■ **Stated problem a**
Answer these questions from the patent excerpt below:
(i) Which three components does Module 200 comprise?
(ii) What is Attack Detector and Migration Trigger Module 200 shown to be in communication with?
(iii) Where are the virtual services under attack forced to be migrated?
-- BEGIN Selected excerpt --
Input/output bandwidth can also be affected by any increased load
or use of load balancers, firewalls, hardware accelerated network
services, etc. That is, any given, e.g., load balancer or firewall
can support a predetermined number of sessions, and if one
virtualized service happens to come under attack, that service
could consume an increased number of sessions resulting in other
virtualized services to not operate effectively.
[0023] In accordance with one possible embodiment, an Attack
Detector and Migration Trigger Module 200 is deployed in the
hierarchy shown in FIG. 1. In one embodiment, Attack Detector and
Migration Trigger Module 200 may be deployed as part of or in
communication with an edge switch 22, as part of or in
communication with a core aggregation switch 32 or as part of or in
communication with an access switch 38. The functionality of Attack
Detector and Migration Trigger Module 200, implemented with Attack
Detector and Migration Trigger Logic 250 (shown in FIG. 2), may
also be distributed among multiple hardware devices. As further
shown, Attack Detector and Migration Trigger Module 200 is in
communication with Resource Manager 100. As will be explained more
fully below, one function of Attack Detector and Migration Trigger
Module 200 is to detect that virtual services for a given customer
are being subjected to an attack and, especially where such an
attack is also detrimentally impacting other virtual services being
provided to other customers or tenants that might be sharing
physical resources with the attacked virtualized services, to
trigger the Resource Manager 100 to force the virtual services
under attack to be migrated to an isolated area of the data center
from which they may still be operated.
[0024] FIG. 2 shows an example implementation of the Attack
Detector and Migration Trigger Module 200. Module 200 comprises a
processor 210, memory 220 and network interface device 230. The
memory 220 stores instructions in the form of Attack Detector and
Migration Trigger Logic 250 for the Attack Detector and Migration
Trigger Module 200. The network interface device 230 is configured
to perform communications (transmit and receive) over a network in
order to communicate with, e.g., edge switch 22, core/aggregation
switch 32 and/or access switch 38, as well as Resource Manager
100.
-- END Selected excerpt --
-- BEGIN Dataset records --
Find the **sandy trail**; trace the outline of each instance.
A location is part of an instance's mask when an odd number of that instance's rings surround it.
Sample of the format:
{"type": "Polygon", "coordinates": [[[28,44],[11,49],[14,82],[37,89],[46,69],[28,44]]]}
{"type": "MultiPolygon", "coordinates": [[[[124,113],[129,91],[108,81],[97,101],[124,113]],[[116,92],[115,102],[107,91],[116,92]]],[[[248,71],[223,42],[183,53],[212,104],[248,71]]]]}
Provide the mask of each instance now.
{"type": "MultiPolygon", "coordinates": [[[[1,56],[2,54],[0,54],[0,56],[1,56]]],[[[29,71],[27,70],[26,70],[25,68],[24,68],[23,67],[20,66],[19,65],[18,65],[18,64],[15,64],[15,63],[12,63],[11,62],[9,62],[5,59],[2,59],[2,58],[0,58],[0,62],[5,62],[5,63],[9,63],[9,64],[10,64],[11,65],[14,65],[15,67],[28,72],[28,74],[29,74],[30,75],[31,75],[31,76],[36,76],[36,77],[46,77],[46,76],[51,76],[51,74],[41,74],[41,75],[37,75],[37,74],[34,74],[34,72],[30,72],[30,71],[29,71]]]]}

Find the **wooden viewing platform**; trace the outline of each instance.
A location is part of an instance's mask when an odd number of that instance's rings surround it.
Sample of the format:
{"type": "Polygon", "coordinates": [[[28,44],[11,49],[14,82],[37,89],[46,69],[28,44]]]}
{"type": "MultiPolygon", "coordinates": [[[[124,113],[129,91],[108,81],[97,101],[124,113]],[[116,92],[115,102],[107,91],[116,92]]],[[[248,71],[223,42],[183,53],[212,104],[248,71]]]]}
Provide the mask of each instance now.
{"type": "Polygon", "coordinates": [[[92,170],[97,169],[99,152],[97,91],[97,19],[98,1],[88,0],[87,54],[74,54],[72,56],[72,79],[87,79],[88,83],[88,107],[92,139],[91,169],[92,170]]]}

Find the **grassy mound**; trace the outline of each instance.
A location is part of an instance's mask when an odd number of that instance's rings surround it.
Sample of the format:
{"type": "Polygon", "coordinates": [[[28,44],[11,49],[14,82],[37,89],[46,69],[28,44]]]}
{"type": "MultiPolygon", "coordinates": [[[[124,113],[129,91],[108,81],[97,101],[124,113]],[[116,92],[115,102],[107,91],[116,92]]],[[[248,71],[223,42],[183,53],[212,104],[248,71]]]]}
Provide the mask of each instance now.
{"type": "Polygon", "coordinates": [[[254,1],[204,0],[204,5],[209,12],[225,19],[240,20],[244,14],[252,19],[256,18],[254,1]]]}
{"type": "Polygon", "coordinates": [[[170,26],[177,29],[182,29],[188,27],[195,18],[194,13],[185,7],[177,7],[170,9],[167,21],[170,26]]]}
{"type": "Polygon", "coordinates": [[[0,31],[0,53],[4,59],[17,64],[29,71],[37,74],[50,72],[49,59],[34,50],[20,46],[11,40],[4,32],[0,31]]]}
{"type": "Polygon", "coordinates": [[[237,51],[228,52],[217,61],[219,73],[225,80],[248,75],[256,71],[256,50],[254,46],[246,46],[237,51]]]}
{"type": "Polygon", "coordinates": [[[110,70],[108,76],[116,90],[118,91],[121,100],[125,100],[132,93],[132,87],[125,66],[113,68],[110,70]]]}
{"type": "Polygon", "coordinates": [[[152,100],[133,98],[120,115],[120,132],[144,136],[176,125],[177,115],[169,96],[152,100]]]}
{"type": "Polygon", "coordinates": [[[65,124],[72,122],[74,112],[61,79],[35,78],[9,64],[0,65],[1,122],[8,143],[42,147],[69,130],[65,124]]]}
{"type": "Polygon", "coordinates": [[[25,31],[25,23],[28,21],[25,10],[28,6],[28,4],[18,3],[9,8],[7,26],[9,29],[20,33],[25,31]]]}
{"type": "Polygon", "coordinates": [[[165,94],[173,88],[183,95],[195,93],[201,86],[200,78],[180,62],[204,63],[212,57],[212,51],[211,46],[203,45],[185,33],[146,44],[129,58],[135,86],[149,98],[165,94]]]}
-- END Dataset records --
■ **Stated problem b**
Locate each line of the rows above that contains the word "Find", and copy those lines.

■ **Expected answer a**
(i) A processor 210, memory 220 and network interface device 230.
(ii) Resource Manager 100.
(iii) To an isolated area of the data center from which they may still be operated.

■ **Expected answer b**
Find the **sandy trail**; trace the outline of each instance.
Find the **wooden viewing platform**; trace the outline of each instance.
Find the **grassy mound**; trace the outline of each instance.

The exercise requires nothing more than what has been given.